Facing our Sin, Receiving Healing

The story of the Bible is that of the unfolding of the covenant. It’s a story that doesn’t end with the last page of the book of Revelation, but continues in the church to this day. It’s a story embodied in each of our lives through our baptism into Christ, which is our baptism into the ongoing story of the covenant.
 
We’ve been exploring this story in the Sundays of Lent this year. Through Noah we learned that the covenant begins with a relationship of care for the earth and all living creatures. From Abraham and Sarah we found that God’s intention is for blessing, even in the midst of our doubts and struggles. With Moses we discovered a way of life expected for people of the covenant, one that can be summarized in a single rule: Love the Lord your God with all your heart, mind, and soul; and love your neighbour as yourself. Today we explore an act of healing for God’s people in the wilderness, an act that points us toward the covenant’s fulfilment in Jesus and the cross.
 
The story we heard this morning, wonderfully narrated by Kyle and beautifully illustrated by Hope’s children, reminded us of the experience of Israel in the wilderness. They had been led out of Egypt to freedom; they had been given the gift of the Ten Commandments; they had been provided manna and quail to eat, and water from a rock to drink. Yet still they managed to focus on what was missing, still they wished for something else. (Doesn’t that ring so true to human nature? We so often want what we do not have, and miss the gifts that are right in front of us.) What the people of Israel wanted was the rich food they thought they remembered eating back in Egypt – delicious meat stew! And so they raised their voices in bitter complaint against Moses and against God. “Why have you brought us up out of Egypt to die in the wilderness? For there is no food and no water, and we detest this miserable food.”

TASK A: In the sermon, what single rule summarizes the way of life expected of people of the covenant, as discovered with Moses?
TASK B: Duplicate everything in the sermon from "We’ve been exploring" down to "and the cross.".
TASK C: According to the sermon, why did the people of Israel raise their voices in bitter complaint against Moses and against God?
The lines that come next aren't needed.

RECORDS SHOWN:
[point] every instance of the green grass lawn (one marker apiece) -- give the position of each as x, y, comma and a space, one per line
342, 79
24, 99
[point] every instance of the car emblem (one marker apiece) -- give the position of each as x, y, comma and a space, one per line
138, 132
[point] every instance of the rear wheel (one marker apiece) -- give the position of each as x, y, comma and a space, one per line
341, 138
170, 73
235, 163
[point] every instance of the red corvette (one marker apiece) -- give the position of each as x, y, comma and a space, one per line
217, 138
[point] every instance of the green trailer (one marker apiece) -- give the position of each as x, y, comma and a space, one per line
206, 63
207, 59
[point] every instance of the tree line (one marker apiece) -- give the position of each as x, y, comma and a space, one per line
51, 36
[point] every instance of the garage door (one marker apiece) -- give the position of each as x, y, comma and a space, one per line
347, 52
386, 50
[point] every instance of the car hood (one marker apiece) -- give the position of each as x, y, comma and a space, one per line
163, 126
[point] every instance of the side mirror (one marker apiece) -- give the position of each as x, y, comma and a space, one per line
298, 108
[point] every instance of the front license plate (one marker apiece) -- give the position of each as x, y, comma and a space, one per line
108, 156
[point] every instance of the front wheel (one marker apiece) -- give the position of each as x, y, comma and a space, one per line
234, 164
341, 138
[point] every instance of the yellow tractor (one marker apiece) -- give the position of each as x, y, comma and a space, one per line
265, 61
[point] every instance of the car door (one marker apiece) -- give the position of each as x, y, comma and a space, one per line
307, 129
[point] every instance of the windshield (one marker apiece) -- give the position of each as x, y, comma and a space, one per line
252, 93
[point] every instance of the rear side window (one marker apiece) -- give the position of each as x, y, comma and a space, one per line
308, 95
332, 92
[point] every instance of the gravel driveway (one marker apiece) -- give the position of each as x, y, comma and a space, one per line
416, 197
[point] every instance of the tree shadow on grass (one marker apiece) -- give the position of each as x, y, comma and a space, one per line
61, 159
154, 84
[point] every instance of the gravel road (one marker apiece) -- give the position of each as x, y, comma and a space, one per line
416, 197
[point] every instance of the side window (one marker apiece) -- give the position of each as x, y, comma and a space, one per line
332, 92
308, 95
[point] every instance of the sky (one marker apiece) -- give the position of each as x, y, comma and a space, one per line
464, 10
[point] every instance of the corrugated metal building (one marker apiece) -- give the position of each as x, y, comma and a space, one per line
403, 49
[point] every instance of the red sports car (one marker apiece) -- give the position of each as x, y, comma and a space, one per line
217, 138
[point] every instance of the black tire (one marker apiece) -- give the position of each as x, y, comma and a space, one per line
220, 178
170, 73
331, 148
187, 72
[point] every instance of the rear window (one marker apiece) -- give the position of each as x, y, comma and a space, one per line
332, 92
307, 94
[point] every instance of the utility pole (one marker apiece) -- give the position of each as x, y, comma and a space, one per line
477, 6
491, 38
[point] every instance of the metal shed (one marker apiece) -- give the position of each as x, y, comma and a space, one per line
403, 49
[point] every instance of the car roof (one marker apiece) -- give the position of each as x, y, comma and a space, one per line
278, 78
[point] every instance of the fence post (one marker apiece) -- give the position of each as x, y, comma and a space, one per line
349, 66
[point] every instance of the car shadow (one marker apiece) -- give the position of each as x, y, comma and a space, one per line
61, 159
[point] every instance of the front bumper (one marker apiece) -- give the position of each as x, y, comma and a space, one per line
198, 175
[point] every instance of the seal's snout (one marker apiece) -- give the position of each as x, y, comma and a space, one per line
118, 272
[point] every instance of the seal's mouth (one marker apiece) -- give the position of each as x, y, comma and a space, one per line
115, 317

EXERCISE OUTPUT A: Love the Lord your God with all your heart, mind, and soul; and love your neighbour as yourself.

EXERCISE OUTPUT B:
We’ve been exploring this story in the Sundays of Lent this year. Through Noah we learned that the covenant begins with a relationship of care for the earth and all living creatures. From Abraham and Sarah we found that God’s intention is for blessing, even in the midst of our doubts and struggles. With Moses we discovered a way of life expected for people of the covenant, one that can be summarized in a single rule: Love the Lord your God with all your heart, mind, and soul; and love your neighbour as yourself. Today we explore an act of healing for God’s people in the wilderness, an act that points us toward the covenant’s fulfilment in Jesus and the cross.

EXERCISE OUTPUT C: Despite being given freedom, the Ten Commandments, manna, quail and water, they focused on what was missing and wished for something else. They wanted the rich food they thought they remembered eating back in Egypt, the delicious meat stew.